> EXTRAIT DU TEXTE:
___

Des chercheurs viennent de montrer que le parasite Plasmodium vivax, l'un des principaux agents du paludisme, est capable d'infecter des populations considérées jusqu'à présent comme naturellement protégées contre lui du fait de leur groupe sanguin. Cette découverte inattendue remet en cause certaines stratégies de vaccination. De plus, elle inquiète les responsables de la santé sur la possibilité d'une progression du parasite P. vivax dans des régions du monde où il est actuellement absent. Ce travail, publié dans la revue PNAS, a été réalisé dans le cadre d'une collaboration internationale, impliquant des équipes malgaches et françaises de l'Institut Pasteur, ainsi que des chercheurs américains (Université de Cleveland, États-Unis).

Le paludisme tue dans le monde près d'un million de personnes par an. Il est dû à un parasite dont les deux principales espèces sont Plasmodium falciparum, très présent en Afrique, et Plasmodium vivax, majoritaire en Asie et en Amérique du Sud. Jusqu'à présent, il était admis que P. vivax ne pouvait pas infecter les personnes dont les globules rouges ne possédaient pas à leur surface une protéine particulière, appelée Duffy. Ces dernières étaient donc considérées comme naturellement protégées contre l'infection par P. vivax, ce qui peut expliquer l'absence de ce parasite en Afrique, où les populations sont exclusivement ou très majoritairement de groupe sanguin Duffy-négatif.

___

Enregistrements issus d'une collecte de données
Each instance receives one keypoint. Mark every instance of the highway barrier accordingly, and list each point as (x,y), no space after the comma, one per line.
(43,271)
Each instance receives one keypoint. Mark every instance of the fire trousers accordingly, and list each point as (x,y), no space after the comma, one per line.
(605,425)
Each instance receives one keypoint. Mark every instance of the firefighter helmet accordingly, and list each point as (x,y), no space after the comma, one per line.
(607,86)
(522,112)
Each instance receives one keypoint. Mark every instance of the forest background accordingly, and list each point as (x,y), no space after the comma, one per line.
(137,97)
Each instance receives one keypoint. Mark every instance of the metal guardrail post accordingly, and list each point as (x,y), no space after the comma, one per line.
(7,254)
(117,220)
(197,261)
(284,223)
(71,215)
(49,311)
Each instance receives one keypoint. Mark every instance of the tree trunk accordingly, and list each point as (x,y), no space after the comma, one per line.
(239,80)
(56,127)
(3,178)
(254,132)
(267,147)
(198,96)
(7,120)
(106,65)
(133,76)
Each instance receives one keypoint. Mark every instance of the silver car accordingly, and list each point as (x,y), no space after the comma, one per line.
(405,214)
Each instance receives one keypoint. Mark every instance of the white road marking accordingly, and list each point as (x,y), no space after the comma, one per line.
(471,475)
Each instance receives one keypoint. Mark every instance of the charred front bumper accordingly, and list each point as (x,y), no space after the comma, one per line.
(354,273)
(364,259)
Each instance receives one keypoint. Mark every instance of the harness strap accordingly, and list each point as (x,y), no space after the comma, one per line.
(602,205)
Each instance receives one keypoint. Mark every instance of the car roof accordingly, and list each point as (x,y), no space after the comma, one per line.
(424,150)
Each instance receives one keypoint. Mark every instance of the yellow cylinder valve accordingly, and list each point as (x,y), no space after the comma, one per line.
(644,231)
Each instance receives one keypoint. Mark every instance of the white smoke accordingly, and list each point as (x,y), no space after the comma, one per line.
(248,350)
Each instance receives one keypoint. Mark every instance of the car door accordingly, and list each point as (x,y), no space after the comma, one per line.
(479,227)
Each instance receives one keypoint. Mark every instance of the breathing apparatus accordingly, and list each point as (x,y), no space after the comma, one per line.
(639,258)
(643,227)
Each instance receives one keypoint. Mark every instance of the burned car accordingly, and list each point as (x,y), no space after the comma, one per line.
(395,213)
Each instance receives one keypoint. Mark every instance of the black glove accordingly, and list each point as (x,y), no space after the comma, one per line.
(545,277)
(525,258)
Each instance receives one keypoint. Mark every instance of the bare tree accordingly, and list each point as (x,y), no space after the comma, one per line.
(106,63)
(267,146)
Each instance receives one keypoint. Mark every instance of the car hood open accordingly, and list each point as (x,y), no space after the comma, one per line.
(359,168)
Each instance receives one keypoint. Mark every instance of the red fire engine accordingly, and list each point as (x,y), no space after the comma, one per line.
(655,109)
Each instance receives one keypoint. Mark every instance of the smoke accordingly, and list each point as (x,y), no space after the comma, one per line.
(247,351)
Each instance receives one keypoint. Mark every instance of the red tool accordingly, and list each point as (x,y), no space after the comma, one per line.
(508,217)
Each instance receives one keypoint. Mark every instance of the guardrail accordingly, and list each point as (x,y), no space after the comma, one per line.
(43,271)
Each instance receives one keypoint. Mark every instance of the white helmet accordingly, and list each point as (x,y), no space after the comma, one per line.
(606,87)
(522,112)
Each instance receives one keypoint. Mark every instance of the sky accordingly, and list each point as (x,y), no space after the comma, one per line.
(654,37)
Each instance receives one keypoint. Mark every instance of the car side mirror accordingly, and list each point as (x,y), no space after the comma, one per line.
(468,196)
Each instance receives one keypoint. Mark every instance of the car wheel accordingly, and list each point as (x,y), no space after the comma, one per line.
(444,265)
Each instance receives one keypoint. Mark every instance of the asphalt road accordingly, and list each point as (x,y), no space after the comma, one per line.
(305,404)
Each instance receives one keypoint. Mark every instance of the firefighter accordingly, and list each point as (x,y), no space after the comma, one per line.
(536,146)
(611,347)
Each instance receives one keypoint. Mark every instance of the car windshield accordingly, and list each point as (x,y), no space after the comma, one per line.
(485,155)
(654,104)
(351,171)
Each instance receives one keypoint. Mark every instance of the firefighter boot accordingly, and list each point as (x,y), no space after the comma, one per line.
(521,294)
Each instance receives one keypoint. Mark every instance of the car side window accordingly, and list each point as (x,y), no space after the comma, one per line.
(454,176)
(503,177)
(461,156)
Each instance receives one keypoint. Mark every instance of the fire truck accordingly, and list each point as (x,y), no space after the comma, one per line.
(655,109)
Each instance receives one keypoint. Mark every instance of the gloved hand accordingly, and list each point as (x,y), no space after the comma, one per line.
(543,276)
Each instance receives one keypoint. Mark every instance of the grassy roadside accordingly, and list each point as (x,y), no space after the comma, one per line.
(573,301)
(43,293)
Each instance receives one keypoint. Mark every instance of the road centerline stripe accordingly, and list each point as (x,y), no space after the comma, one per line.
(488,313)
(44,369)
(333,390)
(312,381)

___

> PROBLÈMES À RÉSOUDRE:
#1 Répondez aux questions suivantes d'après l'extrait sur le paludisme à Plasmodium vivax :
(a) Dans quelle revue le travail a-t-il été publié ?
(b) Combien de personnes le paludisme tue-t-il environ chaque année dans le monde ?
(c) Quel est le nom de la protéine de surface des globules rouges dont l'absence passait pour protéger contre P. vivax ?
#2 Indiquez si chaque affirmation concorde avec l'extrait sur le paludisme à Plasmodium vivax. Répondez par oui ou par non et citez les mots du texte qui tranchent.
(a) Plasmodium falciparum est l'espèce majoritaire en Asie et en Amérique du Sud.
(b) La collaboration internationale comprenait des chercheurs américains.
(c) La découverte remet en cause certaines stratégies de vaccination.
#3 Poursuivez l'extrait sur le paludisme à Plasmodium vivax à partir de sa dernière phrase.
Les lignes ci-dessus n'interviennent pas dans ce travail.

> RÉPONSES NUMÉROTÉES:
#1
(a) Dans la revue PNAS.
(b) Près d'un million de personnes par an.
(c) La protéine Duffy.

#2
(a) Non : « Plasmodium falciparum, très présent en Afrique, et Plasmodium vivax, majoritaire en Asie et en Amérique du Sud ».
(b) Oui : « ainsi que des chercheurs américains (Université de Cleveland, États-Unis) ».
(c) Oui : « Cette découverte inattendue remet en cause certaines stratégies de vaccination. »

#3
Or les chercheurs viennent d'apporter la preuve que ce récepteur Duffy n'est pas ou n'est plus indispensable à P. vivax pour infecter les globules rouges. Leur étude montre qu'à Madagascar, où les populations Duffy-positives d'origine indonésienne ou asiatique se sont mélangées avec les populations Duffy-négatives d'origine africaine, P. vivax infecte les globules rouges des personnes de groupe sanguin Duffy-négatif chez lesquelles il provoque des accès de paludisme. Le parasite aurait donc réussi à s'affranchir de sa dépendance au récepteur Duffy et à utiliser une autre voie, encore inconnue, pour infecter les humains. Ces travaux mettent donc à mal un dogme solidement établi depuis plus de 30 ans. Ils remettent également en cause les approches de recherche vaccinale qui prennent pour cible la protéine de surface du parasite se liant au récepteur Duffy.